Begin STORED DATA

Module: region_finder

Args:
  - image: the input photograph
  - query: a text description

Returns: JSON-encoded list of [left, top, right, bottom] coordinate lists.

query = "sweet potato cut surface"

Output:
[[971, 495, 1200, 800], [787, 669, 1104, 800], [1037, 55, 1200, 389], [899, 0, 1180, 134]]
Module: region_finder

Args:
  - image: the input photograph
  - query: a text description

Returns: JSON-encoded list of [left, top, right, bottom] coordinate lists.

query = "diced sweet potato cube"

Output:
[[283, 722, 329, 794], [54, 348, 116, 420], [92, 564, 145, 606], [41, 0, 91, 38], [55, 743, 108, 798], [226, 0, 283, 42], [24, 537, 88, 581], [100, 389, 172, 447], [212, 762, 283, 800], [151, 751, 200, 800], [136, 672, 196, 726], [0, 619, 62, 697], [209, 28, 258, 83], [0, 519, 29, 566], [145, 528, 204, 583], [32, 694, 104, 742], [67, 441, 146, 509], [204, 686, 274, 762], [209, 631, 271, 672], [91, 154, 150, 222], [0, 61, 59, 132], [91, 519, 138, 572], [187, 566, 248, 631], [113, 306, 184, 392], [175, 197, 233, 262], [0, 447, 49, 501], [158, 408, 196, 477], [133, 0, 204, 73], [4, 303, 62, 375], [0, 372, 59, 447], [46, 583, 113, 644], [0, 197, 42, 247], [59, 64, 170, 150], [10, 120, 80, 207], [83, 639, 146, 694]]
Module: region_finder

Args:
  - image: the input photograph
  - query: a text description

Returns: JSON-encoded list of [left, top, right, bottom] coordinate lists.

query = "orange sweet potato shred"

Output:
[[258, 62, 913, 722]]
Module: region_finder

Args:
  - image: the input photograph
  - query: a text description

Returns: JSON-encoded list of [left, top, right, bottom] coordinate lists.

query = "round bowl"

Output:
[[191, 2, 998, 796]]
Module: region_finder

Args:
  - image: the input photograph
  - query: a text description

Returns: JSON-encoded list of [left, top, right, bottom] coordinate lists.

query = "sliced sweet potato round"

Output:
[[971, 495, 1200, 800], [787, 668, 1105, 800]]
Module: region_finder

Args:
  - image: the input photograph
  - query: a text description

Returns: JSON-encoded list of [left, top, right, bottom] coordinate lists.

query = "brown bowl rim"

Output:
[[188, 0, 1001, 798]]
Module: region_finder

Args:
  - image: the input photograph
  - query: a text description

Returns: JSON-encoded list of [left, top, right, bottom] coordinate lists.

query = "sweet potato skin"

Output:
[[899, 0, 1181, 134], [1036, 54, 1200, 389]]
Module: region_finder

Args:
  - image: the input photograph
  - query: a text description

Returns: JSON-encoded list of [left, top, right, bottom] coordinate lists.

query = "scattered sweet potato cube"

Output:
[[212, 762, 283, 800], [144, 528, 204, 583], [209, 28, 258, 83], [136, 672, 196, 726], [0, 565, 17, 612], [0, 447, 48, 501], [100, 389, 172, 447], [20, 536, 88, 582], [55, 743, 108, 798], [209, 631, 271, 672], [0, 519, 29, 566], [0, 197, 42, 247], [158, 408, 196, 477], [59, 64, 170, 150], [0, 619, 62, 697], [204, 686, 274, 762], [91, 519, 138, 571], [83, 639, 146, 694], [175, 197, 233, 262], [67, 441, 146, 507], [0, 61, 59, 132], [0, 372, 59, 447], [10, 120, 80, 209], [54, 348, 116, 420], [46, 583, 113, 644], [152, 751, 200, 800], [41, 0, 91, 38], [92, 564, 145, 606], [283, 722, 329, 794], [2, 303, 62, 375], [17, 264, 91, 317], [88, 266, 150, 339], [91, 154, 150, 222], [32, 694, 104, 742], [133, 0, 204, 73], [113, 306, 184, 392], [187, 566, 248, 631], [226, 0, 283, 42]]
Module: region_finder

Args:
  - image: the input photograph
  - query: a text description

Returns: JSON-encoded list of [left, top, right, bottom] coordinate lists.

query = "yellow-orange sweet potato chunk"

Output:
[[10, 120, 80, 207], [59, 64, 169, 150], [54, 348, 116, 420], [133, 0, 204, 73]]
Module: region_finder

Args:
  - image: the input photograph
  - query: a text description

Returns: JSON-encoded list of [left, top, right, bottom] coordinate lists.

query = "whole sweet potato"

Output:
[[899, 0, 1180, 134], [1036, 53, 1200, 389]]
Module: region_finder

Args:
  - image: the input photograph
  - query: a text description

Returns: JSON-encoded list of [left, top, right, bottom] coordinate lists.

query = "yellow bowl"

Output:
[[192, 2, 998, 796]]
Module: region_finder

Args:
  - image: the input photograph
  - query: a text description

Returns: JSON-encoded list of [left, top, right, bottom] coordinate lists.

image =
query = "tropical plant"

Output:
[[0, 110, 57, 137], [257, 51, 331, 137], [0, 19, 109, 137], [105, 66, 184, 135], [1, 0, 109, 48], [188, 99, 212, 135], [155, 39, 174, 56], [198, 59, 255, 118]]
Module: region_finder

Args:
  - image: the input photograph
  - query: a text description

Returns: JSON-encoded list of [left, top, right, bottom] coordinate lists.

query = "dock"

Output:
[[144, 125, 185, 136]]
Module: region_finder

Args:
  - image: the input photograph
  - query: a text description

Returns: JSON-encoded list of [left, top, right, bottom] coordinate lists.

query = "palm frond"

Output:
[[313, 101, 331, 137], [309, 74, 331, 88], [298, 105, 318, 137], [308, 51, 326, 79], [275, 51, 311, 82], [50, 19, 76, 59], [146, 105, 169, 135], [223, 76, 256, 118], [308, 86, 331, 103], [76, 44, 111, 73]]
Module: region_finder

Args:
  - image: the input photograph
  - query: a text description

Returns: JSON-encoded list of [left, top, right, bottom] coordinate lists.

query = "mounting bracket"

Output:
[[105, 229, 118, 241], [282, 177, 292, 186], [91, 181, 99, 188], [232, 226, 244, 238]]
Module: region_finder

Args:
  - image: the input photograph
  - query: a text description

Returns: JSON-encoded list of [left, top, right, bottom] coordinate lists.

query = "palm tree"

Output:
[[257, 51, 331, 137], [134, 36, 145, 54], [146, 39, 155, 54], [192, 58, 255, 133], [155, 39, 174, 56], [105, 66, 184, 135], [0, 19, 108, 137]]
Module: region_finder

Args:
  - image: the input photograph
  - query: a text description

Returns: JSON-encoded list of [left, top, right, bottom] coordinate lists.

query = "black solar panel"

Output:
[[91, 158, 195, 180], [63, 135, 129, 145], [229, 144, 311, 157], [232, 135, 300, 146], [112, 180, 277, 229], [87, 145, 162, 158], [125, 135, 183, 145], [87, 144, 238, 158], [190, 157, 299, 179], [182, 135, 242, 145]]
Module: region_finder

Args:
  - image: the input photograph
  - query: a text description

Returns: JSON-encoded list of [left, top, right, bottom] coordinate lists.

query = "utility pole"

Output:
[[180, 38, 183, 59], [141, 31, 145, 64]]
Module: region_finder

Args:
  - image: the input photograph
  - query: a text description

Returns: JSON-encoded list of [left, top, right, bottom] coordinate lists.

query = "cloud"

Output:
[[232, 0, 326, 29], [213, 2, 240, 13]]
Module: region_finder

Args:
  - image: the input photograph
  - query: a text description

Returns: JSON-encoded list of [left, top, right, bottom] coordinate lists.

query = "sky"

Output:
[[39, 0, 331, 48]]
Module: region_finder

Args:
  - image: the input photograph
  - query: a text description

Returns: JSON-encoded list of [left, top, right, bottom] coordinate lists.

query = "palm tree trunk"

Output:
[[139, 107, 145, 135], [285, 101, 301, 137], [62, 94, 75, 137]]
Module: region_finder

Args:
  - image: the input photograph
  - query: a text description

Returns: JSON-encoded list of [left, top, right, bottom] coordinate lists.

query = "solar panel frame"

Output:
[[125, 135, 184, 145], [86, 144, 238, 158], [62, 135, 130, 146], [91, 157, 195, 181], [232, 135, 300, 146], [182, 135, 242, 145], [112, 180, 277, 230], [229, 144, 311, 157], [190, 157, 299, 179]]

End STORED DATA

=== STATED TASK ===
Rewrite the records from their beginning through the line containing "[[188, 0, 1001, 798]]", substituting "box_locator" for each occurrence of "region_finder" and changing nothing else.

=== WRITTEN SOLUTION ===
Module: box_locator

Args:
  - image: the input photograph
  - query: a text description

Returns: JSON-encoded list of [left, top, right, bottom] coordinate lists.

query = "sweet potato cut surface"

Output:
[[971, 495, 1200, 800], [787, 669, 1104, 800], [1037, 55, 1200, 389], [899, 0, 1180, 134]]
Module: box_locator

Args:
  - image: the input photograph
  - query: a text description

Returns: JSON-encoded list of [left, top, right, bottom] coordinate lists.

query = "diced sweet potato cube"

Output:
[[283, 722, 329, 794], [54, 348, 116, 420], [92, 564, 145, 606], [41, 0, 91, 38], [55, 743, 108, 798], [226, 0, 283, 42], [24, 537, 88, 581], [100, 389, 172, 447], [212, 762, 283, 800], [151, 751, 200, 800], [136, 672, 196, 726], [0, 619, 62, 697], [209, 28, 258, 83], [0, 519, 29, 566], [145, 528, 204, 583], [32, 694, 104, 742], [67, 441, 146, 509], [204, 686, 274, 762], [209, 631, 271, 672], [91, 154, 150, 222], [0, 61, 59, 132], [91, 519, 138, 572], [187, 566, 248, 631], [113, 306, 184, 392], [175, 197, 233, 262], [0, 447, 49, 501], [158, 408, 196, 477], [133, 0, 204, 73], [4, 303, 62, 375], [0, 372, 59, 447], [46, 583, 113, 644], [0, 197, 42, 247], [59, 64, 170, 150], [10, 120, 80, 207], [83, 639, 146, 694]]
Module: box_locator

Args:
  - image: the input photograph
  - query: a text description

Returns: JSON-encoded list of [left, top, right, bottom] coordinate lists.

query = "orange sweet potato shred"

Output:
[[258, 62, 913, 722]]
Module: box_locator

Args:
  - image: the input photograph
  - query: a text description

Returns: JSON-encoded list of [left, top, right, bottom] coordinate lists.

query = "round bowl"

Output:
[[191, 2, 998, 796]]
Module: box_locator

Args:
  - image: the input photograph
  - query: a text description

Returns: JSON-encoded list of [left, top, right, bottom] coordinate lists.

query = "sliced sweet potato round"

Output:
[[971, 495, 1200, 800], [787, 668, 1105, 800]]
Module: box_locator

Args:
  - image: the input photograph
  - query: a text description

Returns: JSON-encoded list of [left, top, right, bottom] coordinate lists.

query = "brown bowl rim"

Output:
[[188, 0, 1001, 798]]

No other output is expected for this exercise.